Task brief —
How many lines of the listing below contain the string "exact"? Case must match. Reply with the number alone.

Records supplied —
..........
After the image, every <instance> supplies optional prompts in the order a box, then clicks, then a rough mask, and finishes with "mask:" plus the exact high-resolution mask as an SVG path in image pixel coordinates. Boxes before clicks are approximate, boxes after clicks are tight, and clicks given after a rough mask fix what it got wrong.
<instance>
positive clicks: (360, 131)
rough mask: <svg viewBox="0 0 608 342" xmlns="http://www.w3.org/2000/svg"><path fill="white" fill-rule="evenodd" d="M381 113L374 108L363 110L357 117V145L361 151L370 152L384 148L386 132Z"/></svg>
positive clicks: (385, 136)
..........
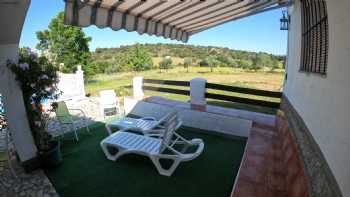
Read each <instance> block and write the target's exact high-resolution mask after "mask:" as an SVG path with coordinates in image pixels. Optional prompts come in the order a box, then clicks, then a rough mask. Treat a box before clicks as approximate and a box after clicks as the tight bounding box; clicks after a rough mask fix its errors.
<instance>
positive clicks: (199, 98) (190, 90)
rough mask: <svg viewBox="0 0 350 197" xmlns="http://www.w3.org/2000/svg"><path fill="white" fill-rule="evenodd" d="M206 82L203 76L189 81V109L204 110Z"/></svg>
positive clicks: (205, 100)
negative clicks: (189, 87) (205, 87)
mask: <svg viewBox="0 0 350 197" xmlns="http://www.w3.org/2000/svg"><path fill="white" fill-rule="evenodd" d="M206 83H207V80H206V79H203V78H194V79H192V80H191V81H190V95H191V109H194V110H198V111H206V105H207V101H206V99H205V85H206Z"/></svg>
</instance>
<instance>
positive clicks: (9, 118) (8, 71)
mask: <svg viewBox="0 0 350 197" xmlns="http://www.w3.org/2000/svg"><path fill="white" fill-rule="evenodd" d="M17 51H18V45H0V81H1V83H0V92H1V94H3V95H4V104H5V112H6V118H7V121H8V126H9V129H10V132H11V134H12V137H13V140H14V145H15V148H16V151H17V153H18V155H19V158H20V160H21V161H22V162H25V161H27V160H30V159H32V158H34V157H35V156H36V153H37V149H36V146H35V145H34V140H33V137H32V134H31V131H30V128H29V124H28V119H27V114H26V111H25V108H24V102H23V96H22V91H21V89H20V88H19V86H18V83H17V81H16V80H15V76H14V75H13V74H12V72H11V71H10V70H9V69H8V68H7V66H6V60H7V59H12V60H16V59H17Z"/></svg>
..........
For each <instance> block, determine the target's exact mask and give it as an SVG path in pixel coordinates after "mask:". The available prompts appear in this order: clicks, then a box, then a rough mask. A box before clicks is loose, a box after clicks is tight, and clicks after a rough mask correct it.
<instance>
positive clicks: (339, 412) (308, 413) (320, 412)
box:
..........
Response for this exercise —
3